▶ [BRANO DEL DOCUMENTO]
────

Secondo l'inchiesta della procura di Pescara, Goldman, Lehman e Jp Morgan hanno frodato il Fisco italiano. Ecco come. E quanto pagheranno
Lehman Brothers, Goldman Sachs e Jp Morgan, tre fra le principali banche d'affari mondiali, costrette a piegarsi davanti alla porta della Procura di Pescara. Bussano per restituire il maltolto e rinunciare a oltre 600 milioni di euro di crediti maturati con l'erario dopo anni di raggiri. Una gigantesca truffa ai danni dello Stato consumata con i pacchetti azionari di investitori di ogni angolo del globo: europei, americani, asiatici, australiani. Per riuscire a spillare denaro è stato sufficiente chiedere il rimborso del credito d'imposta sui dividendi delle società italiane, facendo credere all'amministrazione finanziaria di averne diritto. Per incassare c'era solo da aspettare; tanto nessuno controllava. In questo modo, secondo i documenti degli inquirenti che 'L'espresso' ha potuto visionare, le banche americane e una lunga serie di altri istituti di credito erano riusciti a mettere le mani su una torta miliardaria. Un giochetto andato avanti per anni, fino a quando la magistratura non ha affondato il bisturi nel bubbone. E allora per le protagoniste dello scandalo sono cominciati i guai. Passando al setaccio oltre 40 mila richieste di rimborso del credito d'imposta sui dividendi per gli anni 1999-2003, il procuratore di Pescara, Nicola Trifuoggi, e i suoi sostituti Giampiero Di Florio (esperto di reati finanziari) e Giuseppe Bellelli, hanno portato alla luce le dimensioni colossali del raggiro: complessivamente, ben 4 miliardi 300 milioni di euro, quasi una manovra finanziaria. E soprattutto, le responsabilità dei vari protagonisti.

────

▶ [CONSEGNA A] Riporta sotto forma di elenco numerato tutte le righe dei record, da quella che contiene "Spot the potted" fino a quella che contiene "123, 116, 237, 144", entrambe incluse, tralasciando le righe vuote.

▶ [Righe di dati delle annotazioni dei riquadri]
────

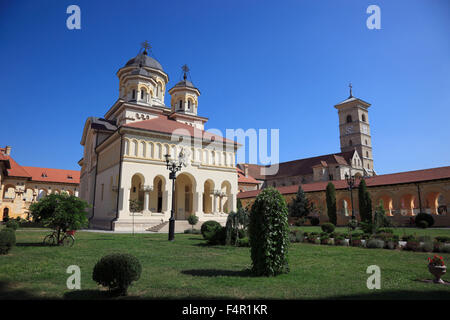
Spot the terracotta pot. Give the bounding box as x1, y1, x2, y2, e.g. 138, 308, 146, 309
428, 264, 447, 283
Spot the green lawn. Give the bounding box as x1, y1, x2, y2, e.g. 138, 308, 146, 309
0, 228, 450, 300
291, 226, 450, 238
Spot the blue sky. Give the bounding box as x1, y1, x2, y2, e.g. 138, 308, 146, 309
0, 0, 450, 174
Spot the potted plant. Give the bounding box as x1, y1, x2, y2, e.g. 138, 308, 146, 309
428, 255, 447, 283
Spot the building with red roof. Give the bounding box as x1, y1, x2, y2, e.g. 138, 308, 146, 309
79, 48, 243, 231
0, 146, 80, 221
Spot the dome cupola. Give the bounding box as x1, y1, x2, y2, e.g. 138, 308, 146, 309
169, 65, 200, 115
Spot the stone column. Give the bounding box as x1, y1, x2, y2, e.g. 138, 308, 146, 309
143, 191, 150, 213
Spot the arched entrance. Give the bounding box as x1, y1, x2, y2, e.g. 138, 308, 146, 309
150, 176, 166, 213
130, 173, 144, 210
175, 173, 195, 220
400, 194, 418, 216
203, 180, 214, 213
376, 195, 393, 216
219, 181, 233, 213
2, 207, 9, 221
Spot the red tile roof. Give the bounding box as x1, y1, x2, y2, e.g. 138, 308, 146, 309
238, 167, 450, 198
0, 148, 80, 184
238, 150, 355, 180
236, 168, 259, 184
23, 167, 80, 184
123, 116, 237, 144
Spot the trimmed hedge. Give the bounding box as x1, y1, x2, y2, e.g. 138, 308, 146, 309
92, 253, 142, 296
415, 212, 434, 228
200, 220, 222, 239
249, 187, 289, 276
0, 228, 16, 254
321, 222, 336, 233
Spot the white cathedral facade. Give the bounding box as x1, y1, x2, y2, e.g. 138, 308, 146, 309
79, 45, 239, 231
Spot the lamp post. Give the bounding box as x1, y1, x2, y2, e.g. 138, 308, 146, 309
164, 150, 186, 241
345, 170, 356, 245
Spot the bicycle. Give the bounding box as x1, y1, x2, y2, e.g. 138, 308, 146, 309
43, 230, 75, 247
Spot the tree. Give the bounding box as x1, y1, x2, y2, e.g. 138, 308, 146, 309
225, 207, 249, 245
326, 182, 337, 225
249, 187, 289, 276
236, 198, 242, 210
373, 200, 391, 230
289, 185, 313, 218
358, 178, 372, 223
30, 193, 89, 243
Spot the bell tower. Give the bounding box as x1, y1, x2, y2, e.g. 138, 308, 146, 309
334, 83, 375, 176
169, 65, 200, 115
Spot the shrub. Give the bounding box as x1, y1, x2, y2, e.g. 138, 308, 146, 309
377, 228, 394, 234
416, 220, 428, 229
414, 212, 434, 228
320, 234, 330, 244
386, 238, 398, 250
200, 220, 222, 239
289, 230, 305, 242
204, 225, 227, 245
238, 237, 250, 247
435, 236, 450, 243
5, 220, 19, 230
92, 253, 142, 295
366, 238, 384, 249
321, 222, 336, 233
405, 236, 420, 251
188, 214, 198, 229
0, 228, 16, 254
184, 229, 201, 234
421, 241, 434, 252
249, 187, 289, 276
294, 217, 306, 227
309, 217, 320, 226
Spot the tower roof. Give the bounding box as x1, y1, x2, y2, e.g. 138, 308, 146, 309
125, 51, 164, 71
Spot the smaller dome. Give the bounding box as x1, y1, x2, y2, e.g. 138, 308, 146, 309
125, 51, 164, 71
175, 80, 195, 88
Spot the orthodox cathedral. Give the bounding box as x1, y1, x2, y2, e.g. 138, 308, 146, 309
79, 43, 240, 231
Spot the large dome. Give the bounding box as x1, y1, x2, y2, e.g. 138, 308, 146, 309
125, 52, 164, 71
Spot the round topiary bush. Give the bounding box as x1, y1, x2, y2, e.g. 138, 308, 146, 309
0, 228, 16, 254
309, 217, 320, 226
321, 222, 336, 233
188, 214, 198, 228
249, 187, 289, 276
5, 220, 19, 230
415, 212, 434, 228
92, 253, 142, 296
203, 224, 227, 245
200, 220, 222, 239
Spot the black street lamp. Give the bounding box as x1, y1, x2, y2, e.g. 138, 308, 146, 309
345, 171, 355, 220
164, 150, 186, 241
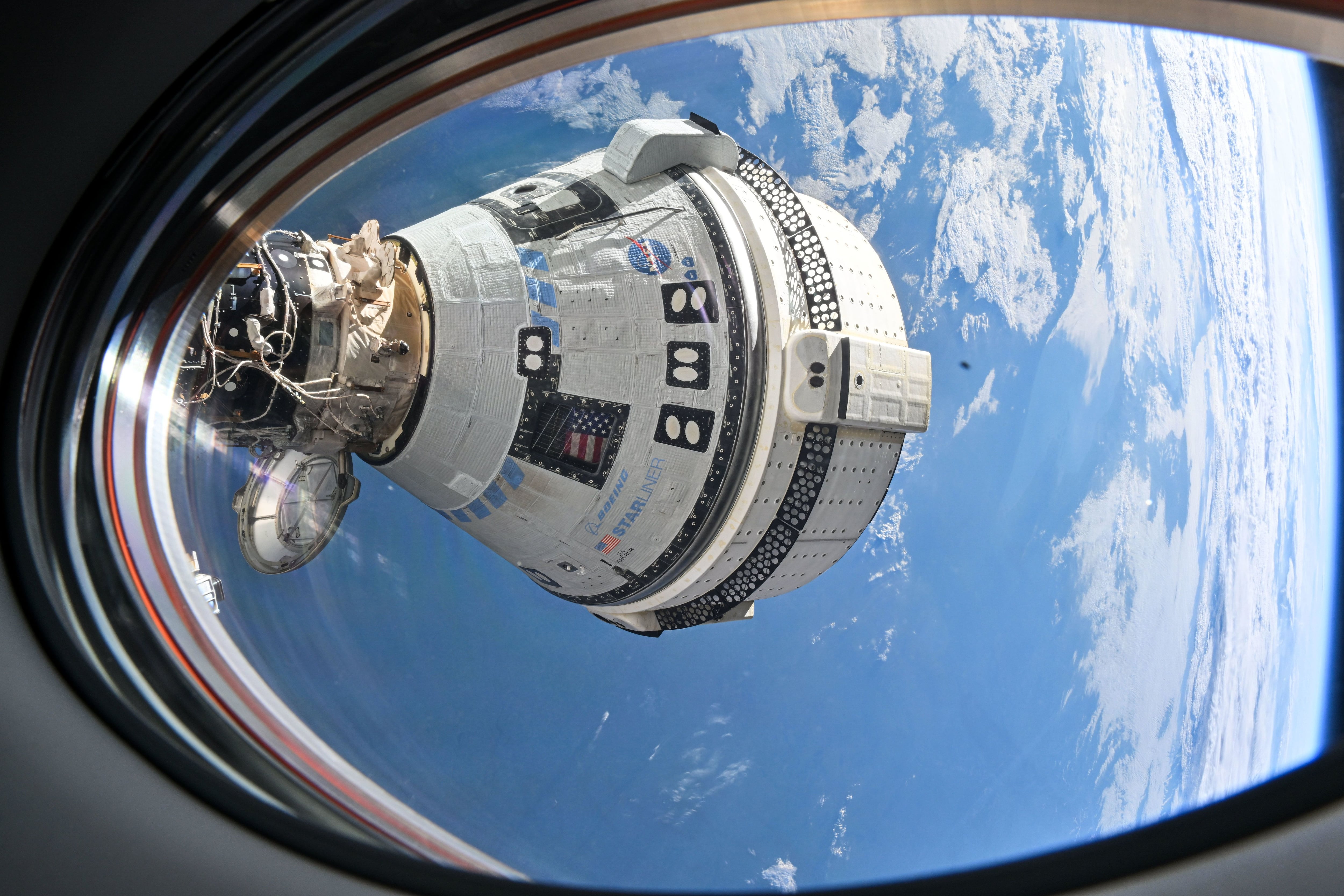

────

▶ [CONSEGNA B] Nel brano sull'inchiesta della procura di Pescara, a quanto ammontano complessivamente le dimensioni del raggiro?

▶ [RISPOSTA A]
1. Spot the potted plant. Give the bounding box as x1, y1, x2, y2, e.g. 138, 308, 146, 309
2. 428, 255, 447, 283
3. Spot the building with red roof. Give the bounding box as x1, y1, x2, y2, e.g. 138, 308, 146, 309
4. 79, 48, 243, 231
5. 0, 146, 80, 221
6. Spot the dome cupola. Give the bounding box as x1, y1, x2, y2, e.g. 138, 308, 146, 309
7. 169, 65, 200, 115
8. Spot the stone column. Give the bounding box as x1, y1, x2, y2, e.g. 138, 308, 146, 309
9. 143, 191, 150, 213
10. Spot the arched entrance. Give the bounding box as x1, y1, x2, y2, e.g. 138, 308, 146, 309
11. 150, 176, 166, 213
12. 130, 173, 144, 210
13. 175, 173, 195, 220
14. 400, 194, 418, 216
15. 203, 180, 214, 213
16. 376, 195, 393, 216
17. 219, 181, 233, 213
18. 2, 207, 9, 221
19. Spot the red tile roof. Give the bounding box as x1, y1, x2, y2, e.g. 138, 308, 146, 309
20. 238, 167, 450, 198
21. 0, 148, 80, 184
22. 238, 150, 355, 180
23. 236, 168, 259, 184
24. 23, 167, 80, 184
25. 123, 116, 237, 144

▶ [RISPOSTA B] A 4 miliardi 300 milioni di euro.